--- What you will do ---
Starting at the top of the entries below, write out each line up to and including the one containing "value | grassy slope". Leave the pictures out.

--- The data ---
§

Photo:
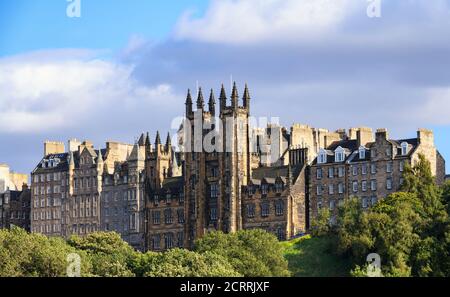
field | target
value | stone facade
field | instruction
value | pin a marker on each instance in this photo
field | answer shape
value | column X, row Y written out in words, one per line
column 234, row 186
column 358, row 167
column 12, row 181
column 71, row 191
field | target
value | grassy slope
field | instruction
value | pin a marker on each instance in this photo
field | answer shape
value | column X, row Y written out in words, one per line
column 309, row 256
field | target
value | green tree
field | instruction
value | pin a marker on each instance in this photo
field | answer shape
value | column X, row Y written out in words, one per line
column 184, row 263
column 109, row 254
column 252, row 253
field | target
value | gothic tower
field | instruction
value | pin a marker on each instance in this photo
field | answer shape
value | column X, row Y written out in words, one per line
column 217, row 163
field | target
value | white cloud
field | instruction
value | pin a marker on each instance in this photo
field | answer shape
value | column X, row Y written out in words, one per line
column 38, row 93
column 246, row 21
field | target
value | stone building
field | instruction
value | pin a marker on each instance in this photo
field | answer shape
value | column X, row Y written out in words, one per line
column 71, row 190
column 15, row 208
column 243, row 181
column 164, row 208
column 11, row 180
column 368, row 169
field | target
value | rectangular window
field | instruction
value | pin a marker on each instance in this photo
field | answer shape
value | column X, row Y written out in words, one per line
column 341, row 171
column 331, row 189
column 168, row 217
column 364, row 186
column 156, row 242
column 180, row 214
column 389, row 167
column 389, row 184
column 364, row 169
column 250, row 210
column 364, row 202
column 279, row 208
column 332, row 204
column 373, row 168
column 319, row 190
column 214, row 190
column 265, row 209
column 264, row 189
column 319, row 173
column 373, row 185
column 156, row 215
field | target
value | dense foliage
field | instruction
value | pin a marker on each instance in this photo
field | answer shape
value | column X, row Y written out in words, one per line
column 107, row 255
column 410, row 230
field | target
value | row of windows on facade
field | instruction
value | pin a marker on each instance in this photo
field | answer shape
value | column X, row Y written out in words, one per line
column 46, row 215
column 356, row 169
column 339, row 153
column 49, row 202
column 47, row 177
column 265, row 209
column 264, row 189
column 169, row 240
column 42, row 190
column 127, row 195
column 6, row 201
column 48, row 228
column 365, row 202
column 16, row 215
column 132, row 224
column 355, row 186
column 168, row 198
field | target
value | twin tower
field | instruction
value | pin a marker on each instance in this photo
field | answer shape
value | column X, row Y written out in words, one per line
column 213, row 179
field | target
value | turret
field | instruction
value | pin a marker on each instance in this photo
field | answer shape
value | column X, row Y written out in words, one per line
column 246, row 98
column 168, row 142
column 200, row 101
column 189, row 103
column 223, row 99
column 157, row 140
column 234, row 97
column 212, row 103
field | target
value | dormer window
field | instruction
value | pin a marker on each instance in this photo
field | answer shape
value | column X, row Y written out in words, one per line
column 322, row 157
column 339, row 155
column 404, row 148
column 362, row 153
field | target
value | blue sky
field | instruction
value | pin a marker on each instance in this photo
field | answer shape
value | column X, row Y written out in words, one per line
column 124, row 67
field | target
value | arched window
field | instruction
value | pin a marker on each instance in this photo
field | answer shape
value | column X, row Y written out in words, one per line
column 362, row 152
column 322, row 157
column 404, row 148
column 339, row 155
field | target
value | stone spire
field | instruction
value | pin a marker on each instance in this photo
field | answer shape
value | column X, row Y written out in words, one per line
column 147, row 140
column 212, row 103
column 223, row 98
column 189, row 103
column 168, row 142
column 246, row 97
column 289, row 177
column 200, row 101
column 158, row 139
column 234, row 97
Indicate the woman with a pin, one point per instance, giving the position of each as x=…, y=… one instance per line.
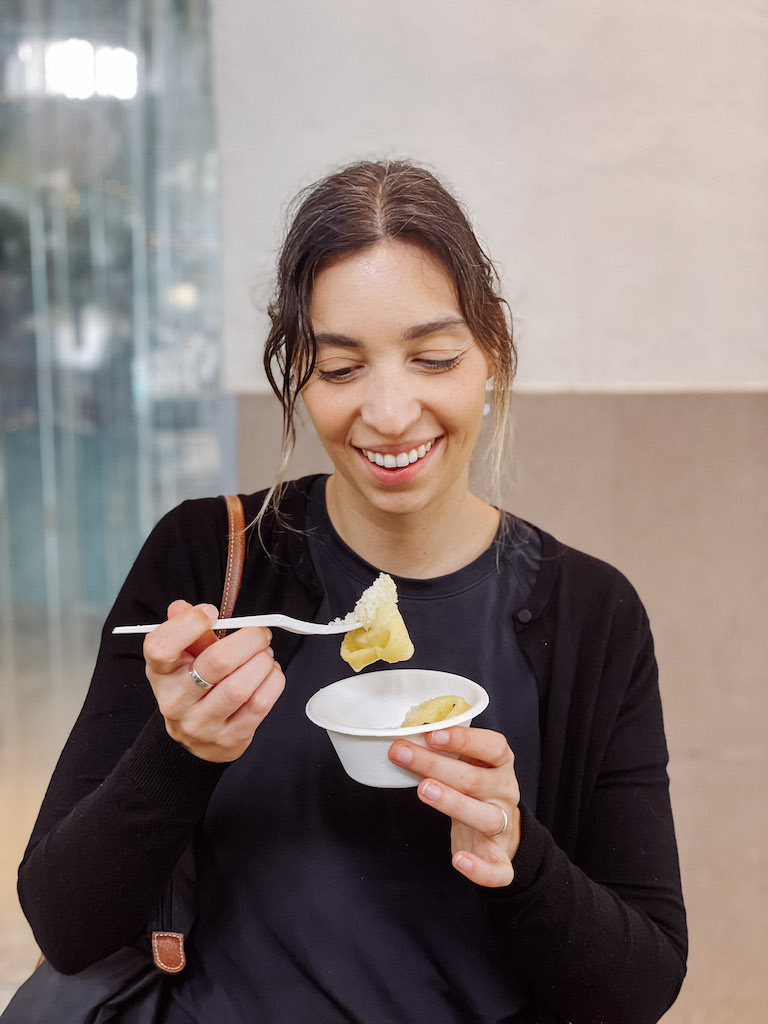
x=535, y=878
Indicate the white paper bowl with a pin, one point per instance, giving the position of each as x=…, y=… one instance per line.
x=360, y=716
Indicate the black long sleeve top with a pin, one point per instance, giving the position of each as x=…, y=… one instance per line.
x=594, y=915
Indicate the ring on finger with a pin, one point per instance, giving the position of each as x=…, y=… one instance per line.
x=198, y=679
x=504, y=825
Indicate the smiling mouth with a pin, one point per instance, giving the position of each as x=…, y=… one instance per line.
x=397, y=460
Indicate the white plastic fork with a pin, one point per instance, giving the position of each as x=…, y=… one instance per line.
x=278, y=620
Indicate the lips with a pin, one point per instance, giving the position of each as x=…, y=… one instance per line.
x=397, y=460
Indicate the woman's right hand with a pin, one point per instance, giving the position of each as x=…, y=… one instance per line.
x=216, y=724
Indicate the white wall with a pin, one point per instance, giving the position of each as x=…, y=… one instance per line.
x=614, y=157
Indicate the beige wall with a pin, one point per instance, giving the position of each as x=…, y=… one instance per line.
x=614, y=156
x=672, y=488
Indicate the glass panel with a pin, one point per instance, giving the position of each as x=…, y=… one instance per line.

§

--- Answer ---
Photo:
field | target
value | stone facade
field | instruction
value | pin a marker on each instance in this photo
field | answer shape
value | column X, row Y written out in words, one per line
column 234, row 186
column 358, row 167
column 12, row 181
column 71, row 191
field | target
value | grassy slope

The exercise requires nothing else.